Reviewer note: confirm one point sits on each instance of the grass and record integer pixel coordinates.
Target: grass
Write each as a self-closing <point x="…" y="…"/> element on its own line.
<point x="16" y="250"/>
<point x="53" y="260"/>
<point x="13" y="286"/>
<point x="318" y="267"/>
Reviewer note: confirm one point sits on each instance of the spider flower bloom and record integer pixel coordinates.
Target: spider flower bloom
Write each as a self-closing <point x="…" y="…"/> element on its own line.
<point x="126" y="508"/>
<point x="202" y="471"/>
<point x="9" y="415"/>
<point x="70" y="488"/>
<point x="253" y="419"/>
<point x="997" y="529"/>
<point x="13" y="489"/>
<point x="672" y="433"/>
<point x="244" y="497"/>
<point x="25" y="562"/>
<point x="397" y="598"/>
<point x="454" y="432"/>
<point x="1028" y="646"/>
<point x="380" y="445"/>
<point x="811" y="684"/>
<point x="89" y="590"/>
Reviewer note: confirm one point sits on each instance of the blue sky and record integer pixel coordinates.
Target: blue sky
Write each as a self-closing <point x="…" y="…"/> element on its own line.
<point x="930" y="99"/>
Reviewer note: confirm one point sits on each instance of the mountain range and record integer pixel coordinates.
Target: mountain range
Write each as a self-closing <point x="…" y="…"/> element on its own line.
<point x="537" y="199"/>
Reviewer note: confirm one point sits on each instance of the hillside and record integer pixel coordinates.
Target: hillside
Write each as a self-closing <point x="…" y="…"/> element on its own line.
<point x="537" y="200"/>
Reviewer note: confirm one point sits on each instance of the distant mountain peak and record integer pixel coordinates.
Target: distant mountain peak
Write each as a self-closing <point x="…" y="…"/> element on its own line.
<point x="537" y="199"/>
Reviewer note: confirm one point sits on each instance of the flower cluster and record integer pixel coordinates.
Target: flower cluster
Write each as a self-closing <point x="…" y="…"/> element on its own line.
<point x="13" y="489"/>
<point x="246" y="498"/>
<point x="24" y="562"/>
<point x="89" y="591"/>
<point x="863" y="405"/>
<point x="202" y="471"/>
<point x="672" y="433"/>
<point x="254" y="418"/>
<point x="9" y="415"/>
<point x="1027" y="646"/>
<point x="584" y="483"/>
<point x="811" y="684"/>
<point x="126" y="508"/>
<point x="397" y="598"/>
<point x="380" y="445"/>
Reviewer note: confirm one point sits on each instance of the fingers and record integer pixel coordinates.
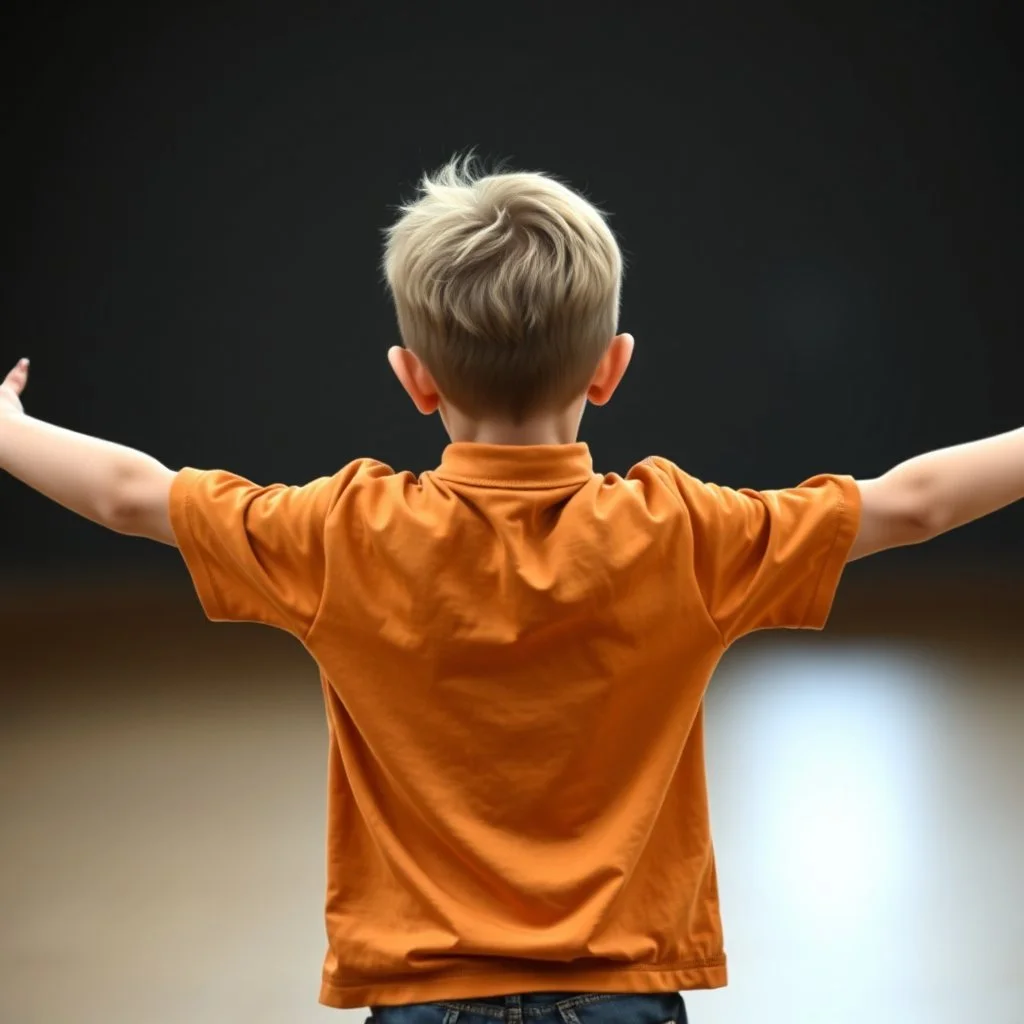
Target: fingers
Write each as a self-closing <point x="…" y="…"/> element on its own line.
<point x="18" y="377"/>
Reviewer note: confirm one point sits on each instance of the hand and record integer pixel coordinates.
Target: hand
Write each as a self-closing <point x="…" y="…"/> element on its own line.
<point x="10" y="390"/>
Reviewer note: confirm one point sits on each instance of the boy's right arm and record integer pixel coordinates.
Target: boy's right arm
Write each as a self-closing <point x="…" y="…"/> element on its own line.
<point x="938" y="492"/>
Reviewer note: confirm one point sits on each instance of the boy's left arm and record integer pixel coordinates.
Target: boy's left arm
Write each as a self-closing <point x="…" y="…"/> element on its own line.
<point x="114" y="485"/>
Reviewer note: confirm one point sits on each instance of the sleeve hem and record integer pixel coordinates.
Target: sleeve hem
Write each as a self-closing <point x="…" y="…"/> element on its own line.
<point x="847" y="525"/>
<point x="182" y="523"/>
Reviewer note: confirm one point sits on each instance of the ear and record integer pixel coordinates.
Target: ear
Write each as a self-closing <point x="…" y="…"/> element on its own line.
<point x="610" y="370"/>
<point x="415" y="378"/>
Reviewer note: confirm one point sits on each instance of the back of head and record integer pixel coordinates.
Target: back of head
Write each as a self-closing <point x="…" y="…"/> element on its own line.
<point x="506" y="287"/>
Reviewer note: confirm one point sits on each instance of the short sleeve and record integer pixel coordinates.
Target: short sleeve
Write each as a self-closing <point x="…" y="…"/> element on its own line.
<point x="768" y="559"/>
<point x="255" y="553"/>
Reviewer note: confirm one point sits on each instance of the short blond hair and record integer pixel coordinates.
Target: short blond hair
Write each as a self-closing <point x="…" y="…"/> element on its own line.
<point x="506" y="286"/>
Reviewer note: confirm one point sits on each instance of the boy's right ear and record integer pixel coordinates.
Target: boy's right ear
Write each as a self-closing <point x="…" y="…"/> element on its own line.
<point x="415" y="378"/>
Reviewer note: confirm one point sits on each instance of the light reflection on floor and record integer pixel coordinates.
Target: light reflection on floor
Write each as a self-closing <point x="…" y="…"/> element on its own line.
<point x="163" y="854"/>
<point x="868" y="811"/>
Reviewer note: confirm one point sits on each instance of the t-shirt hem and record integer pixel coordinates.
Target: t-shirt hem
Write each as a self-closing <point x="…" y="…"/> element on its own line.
<point x="463" y="985"/>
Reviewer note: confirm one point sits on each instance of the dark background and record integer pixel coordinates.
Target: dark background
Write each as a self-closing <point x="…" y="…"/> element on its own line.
<point x="820" y="209"/>
<point x="819" y="206"/>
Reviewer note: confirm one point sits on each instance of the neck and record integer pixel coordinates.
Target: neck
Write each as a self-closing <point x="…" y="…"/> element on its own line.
<point x="557" y="428"/>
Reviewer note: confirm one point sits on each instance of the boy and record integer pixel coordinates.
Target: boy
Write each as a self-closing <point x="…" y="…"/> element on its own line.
<point x="513" y="649"/>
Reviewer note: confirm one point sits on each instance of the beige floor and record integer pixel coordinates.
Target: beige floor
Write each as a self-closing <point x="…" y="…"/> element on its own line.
<point x="162" y="825"/>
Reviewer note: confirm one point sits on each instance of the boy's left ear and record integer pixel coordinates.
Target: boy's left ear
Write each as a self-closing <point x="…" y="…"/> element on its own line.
<point x="415" y="378"/>
<point x="610" y="370"/>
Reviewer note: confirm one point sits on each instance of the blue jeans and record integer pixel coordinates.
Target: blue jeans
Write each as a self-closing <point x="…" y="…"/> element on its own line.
<point x="542" y="1008"/>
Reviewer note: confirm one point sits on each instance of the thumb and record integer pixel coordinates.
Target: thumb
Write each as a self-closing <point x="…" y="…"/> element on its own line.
<point x="18" y="377"/>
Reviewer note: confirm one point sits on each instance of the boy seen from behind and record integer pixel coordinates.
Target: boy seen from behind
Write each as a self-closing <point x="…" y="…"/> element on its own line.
<point x="513" y="648"/>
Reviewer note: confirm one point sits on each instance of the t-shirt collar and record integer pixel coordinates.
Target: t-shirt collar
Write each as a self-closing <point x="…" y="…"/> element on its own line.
<point x="516" y="465"/>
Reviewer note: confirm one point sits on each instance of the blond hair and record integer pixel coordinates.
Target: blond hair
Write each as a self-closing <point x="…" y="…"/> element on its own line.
<point x="506" y="286"/>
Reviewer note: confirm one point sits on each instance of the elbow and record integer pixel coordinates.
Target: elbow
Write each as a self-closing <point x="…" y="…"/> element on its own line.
<point x="923" y="514"/>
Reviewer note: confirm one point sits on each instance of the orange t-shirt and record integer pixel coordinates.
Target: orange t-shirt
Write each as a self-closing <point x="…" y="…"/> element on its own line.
<point x="514" y="652"/>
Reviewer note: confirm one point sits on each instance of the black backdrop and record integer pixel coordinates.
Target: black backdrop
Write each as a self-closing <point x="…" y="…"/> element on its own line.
<point x="819" y="207"/>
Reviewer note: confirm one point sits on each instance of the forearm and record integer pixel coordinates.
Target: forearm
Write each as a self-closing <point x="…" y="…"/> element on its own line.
<point x="956" y="485"/>
<point x="85" y="474"/>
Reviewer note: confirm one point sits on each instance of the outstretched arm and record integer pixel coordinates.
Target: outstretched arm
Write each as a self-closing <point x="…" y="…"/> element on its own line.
<point x="938" y="492"/>
<point x="116" y="486"/>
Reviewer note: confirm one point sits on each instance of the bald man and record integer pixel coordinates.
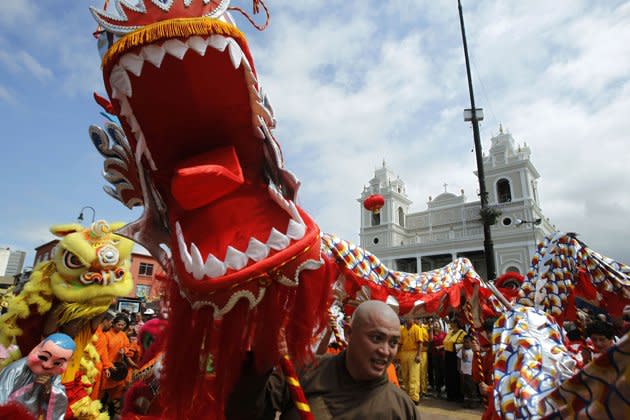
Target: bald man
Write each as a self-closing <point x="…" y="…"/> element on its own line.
<point x="350" y="385"/>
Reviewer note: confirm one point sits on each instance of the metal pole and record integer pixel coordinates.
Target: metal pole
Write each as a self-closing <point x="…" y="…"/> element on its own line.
<point x="487" y="235"/>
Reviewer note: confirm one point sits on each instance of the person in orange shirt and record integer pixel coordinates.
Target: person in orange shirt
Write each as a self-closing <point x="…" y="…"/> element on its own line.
<point x="424" y="359"/>
<point x="134" y="351"/>
<point x="409" y="357"/>
<point x="114" y="384"/>
<point x="452" y="342"/>
<point x="101" y="348"/>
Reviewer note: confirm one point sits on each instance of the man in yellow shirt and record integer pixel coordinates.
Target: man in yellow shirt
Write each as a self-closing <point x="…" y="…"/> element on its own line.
<point x="410" y="356"/>
<point x="424" y="360"/>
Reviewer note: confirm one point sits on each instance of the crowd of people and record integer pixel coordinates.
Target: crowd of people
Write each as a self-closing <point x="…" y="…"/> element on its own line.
<point x="120" y="353"/>
<point x="443" y="359"/>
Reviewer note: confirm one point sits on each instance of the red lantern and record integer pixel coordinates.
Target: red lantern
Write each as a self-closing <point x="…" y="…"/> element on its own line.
<point x="374" y="203"/>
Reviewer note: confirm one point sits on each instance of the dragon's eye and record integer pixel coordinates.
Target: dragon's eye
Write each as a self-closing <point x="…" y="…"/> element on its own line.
<point x="71" y="261"/>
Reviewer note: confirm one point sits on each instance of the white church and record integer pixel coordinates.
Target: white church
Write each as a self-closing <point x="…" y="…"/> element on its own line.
<point x="450" y="227"/>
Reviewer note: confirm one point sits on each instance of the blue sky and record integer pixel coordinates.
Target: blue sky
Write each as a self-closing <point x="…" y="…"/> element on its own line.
<point x="352" y="83"/>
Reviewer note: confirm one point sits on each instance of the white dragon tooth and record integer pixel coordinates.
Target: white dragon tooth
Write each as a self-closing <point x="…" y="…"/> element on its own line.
<point x="235" y="259"/>
<point x="217" y="42"/>
<point x="260" y="110"/>
<point x="296" y="230"/>
<point x="197" y="262"/>
<point x="277" y="240"/>
<point x="133" y="123"/>
<point x="154" y="54"/>
<point x="256" y="250"/>
<point x="143" y="150"/>
<point x="176" y="48"/>
<point x="258" y="133"/>
<point x="133" y="63"/>
<point x="235" y="53"/>
<point x="253" y="90"/>
<point x="183" y="249"/>
<point x="197" y="44"/>
<point x="295" y="214"/>
<point x="214" y="267"/>
<point x="119" y="80"/>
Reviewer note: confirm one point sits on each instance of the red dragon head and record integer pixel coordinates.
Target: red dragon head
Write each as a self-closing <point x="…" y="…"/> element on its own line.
<point x="220" y="210"/>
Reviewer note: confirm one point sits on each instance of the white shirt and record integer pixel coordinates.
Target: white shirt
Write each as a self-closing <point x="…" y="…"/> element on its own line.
<point x="465" y="357"/>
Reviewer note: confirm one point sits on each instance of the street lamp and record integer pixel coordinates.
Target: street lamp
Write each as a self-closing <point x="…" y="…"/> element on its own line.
<point x="528" y="222"/>
<point x="80" y="218"/>
<point x="474" y="115"/>
<point x="534" y="223"/>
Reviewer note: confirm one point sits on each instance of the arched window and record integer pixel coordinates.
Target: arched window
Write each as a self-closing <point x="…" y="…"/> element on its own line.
<point x="401" y="217"/>
<point x="504" y="193"/>
<point x="512" y="269"/>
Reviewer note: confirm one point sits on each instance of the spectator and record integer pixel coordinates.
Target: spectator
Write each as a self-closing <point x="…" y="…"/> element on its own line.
<point x="602" y="337"/>
<point x="117" y="345"/>
<point x="464" y="366"/>
<point x="437" y="357"/>
<point x="409" y="357"/>
<point x="350" y="385"/>
<point x="424" y="347"/>
<point x="452" y="341"/>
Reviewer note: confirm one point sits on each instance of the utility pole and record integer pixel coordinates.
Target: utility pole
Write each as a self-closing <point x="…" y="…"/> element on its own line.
<point x="475" y="115"/>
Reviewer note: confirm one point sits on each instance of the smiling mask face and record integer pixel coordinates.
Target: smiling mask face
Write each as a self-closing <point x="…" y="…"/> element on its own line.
<point x="49" y="358"/>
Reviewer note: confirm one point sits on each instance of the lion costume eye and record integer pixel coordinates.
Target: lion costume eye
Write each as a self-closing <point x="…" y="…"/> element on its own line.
<point x="71" y="261"/>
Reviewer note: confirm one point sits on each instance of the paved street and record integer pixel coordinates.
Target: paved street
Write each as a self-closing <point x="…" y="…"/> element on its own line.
<point x="443" y="410"/>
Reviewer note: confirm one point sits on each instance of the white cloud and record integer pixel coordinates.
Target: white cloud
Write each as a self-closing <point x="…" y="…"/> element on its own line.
<point x="33" y="66"/>
<point x="349" y="91"/>
<point x="7" y="96"/>
<point x="16" y="12"/>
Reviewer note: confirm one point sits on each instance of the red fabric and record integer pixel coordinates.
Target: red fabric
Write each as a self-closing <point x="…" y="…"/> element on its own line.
<point x="205" y="178"/>
<point x="15" y="411"/>
<point x="301" y="311"/>
<point x="156" y="328"/>
<point x="130" y="409"/>
<point x="104" y="103"/>
<point x="509" y="277"/>
<point x="297" y="393"/>
<point x="490" y="413"/>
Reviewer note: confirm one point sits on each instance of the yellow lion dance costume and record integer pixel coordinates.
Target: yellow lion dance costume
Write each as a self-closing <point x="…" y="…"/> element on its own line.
<point x="89" y="270"/>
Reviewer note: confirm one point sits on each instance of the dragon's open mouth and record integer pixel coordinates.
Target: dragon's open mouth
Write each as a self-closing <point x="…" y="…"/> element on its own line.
<point x="206" y="141"/>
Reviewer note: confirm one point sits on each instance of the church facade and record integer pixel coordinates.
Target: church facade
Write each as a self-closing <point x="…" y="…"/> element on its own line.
<point x="450" y="227"/>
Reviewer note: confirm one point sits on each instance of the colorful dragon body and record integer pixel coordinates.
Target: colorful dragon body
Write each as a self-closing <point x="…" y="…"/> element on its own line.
<point x="247" y="264"/>
<point x="220" y="209"/>
<point x="534" y="372"/>
<point x="89" y="269"/>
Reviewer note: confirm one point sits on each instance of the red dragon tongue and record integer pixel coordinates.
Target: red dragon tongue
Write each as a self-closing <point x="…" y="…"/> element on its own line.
<point x="202" y="179"/>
•••••
#### [ASSIGNMENT]
Show every line from the entries that includes the word "distant".

#### [COMPLETED TASK]
Reviewer note: confirm one point sits on each instance of the distant mountain peak and record integer pixel coordinates.
Target: distant mountain peak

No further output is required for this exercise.